Saved data entries:
-*-*-

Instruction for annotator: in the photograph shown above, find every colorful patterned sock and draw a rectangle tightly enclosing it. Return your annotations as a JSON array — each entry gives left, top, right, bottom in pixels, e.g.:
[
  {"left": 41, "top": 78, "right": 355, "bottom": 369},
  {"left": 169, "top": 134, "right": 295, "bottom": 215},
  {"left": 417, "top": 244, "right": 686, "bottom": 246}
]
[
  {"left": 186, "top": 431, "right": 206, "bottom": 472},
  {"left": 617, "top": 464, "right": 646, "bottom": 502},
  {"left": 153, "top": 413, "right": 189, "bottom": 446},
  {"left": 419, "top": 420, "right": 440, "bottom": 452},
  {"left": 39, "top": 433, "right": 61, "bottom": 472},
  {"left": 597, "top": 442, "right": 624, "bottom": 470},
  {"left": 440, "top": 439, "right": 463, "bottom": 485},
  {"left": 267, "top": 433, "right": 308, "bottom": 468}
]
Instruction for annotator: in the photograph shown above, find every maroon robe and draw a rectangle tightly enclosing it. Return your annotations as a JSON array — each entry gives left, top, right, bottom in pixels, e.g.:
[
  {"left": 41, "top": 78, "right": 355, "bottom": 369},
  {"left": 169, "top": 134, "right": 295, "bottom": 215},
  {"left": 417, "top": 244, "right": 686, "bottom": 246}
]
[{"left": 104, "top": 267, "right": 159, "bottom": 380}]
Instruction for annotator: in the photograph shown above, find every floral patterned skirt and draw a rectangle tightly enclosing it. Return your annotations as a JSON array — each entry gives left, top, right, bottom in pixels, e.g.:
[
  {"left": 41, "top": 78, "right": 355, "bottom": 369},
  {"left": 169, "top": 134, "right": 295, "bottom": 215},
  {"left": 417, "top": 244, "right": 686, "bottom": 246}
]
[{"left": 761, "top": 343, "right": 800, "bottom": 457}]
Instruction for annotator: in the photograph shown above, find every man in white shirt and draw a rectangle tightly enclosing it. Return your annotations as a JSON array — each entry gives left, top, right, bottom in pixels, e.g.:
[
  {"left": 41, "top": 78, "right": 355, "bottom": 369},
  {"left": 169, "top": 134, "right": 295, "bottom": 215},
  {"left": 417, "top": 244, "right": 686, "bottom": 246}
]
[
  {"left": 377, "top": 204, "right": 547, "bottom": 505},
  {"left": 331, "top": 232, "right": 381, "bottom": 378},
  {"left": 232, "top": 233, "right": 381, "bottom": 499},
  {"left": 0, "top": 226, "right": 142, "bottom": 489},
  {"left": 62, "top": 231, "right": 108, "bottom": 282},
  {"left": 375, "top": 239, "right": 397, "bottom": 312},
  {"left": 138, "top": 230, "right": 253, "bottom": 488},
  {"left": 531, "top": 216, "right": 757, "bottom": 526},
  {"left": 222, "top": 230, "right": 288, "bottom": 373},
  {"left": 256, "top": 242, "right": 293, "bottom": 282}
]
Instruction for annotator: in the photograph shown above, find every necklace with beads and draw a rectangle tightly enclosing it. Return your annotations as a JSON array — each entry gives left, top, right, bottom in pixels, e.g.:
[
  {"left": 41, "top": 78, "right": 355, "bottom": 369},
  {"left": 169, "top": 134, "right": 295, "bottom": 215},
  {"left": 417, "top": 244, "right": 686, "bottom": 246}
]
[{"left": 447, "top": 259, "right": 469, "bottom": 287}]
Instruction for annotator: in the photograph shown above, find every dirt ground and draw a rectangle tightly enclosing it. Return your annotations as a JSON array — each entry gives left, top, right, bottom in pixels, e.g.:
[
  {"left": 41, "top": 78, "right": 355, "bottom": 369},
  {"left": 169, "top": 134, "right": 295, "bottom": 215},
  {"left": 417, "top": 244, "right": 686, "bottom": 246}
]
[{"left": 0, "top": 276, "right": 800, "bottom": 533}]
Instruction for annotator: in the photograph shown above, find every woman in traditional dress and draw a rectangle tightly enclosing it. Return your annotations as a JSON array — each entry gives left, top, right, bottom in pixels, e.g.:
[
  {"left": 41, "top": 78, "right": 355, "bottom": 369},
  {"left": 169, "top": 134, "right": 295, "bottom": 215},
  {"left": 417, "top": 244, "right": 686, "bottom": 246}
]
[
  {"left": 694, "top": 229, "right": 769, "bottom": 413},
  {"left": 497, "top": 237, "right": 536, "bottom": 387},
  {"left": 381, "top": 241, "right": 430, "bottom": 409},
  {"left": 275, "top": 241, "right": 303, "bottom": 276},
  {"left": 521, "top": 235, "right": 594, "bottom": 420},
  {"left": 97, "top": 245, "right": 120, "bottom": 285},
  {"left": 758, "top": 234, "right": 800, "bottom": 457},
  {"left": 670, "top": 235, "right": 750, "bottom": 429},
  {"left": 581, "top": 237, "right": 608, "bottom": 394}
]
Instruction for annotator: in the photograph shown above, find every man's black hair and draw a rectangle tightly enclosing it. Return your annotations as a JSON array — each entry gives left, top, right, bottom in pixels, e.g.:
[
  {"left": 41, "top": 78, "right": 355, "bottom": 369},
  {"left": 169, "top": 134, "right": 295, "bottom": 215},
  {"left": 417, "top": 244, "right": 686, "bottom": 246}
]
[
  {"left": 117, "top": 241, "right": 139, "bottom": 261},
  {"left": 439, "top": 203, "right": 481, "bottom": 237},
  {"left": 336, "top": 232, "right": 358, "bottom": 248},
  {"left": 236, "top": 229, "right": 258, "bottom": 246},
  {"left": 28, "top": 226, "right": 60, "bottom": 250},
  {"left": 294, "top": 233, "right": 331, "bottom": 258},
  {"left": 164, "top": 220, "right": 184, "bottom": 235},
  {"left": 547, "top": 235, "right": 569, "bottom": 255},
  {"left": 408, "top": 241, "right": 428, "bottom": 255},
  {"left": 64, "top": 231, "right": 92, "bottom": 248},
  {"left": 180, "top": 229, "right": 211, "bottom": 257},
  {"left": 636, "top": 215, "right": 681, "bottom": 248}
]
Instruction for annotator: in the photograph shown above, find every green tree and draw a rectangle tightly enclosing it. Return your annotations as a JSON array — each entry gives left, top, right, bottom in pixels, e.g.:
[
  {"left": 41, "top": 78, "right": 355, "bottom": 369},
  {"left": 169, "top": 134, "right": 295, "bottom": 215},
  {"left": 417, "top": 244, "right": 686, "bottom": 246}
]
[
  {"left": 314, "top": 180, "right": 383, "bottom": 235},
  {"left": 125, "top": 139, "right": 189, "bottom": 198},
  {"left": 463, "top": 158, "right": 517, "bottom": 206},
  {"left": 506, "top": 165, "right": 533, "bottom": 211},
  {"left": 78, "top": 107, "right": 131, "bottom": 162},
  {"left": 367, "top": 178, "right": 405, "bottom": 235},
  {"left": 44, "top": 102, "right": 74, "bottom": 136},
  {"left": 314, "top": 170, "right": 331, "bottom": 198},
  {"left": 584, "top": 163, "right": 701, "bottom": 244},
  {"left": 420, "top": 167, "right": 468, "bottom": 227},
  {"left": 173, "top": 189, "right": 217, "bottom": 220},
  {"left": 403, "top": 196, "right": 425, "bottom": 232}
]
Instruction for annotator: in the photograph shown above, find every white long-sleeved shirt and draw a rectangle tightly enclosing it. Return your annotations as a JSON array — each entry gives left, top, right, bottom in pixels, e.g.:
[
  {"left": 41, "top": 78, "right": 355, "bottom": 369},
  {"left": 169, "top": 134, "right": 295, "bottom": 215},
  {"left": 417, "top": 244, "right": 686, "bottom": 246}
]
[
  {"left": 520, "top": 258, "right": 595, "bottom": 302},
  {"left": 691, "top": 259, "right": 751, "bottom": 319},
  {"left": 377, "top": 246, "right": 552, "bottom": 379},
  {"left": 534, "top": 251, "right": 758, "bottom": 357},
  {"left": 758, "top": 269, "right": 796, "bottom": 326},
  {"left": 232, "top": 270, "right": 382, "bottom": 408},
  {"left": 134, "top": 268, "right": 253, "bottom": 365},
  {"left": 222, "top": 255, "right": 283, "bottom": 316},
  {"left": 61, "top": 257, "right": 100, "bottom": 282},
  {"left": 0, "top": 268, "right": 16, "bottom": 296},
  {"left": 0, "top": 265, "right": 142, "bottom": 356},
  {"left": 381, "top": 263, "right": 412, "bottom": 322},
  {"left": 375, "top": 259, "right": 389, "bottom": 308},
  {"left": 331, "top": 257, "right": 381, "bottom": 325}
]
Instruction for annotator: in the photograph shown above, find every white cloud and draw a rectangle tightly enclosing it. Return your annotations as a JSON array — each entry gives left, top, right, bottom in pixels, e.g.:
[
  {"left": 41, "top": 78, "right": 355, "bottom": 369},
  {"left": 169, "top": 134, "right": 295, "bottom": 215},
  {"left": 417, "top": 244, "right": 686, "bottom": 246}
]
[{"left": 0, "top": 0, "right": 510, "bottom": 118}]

-*-*-

§ **THE PROBLEM**:
State how many lines of the records contain the word "floral", giving only the number.

§ **EXERCISE OUTPUT**:
1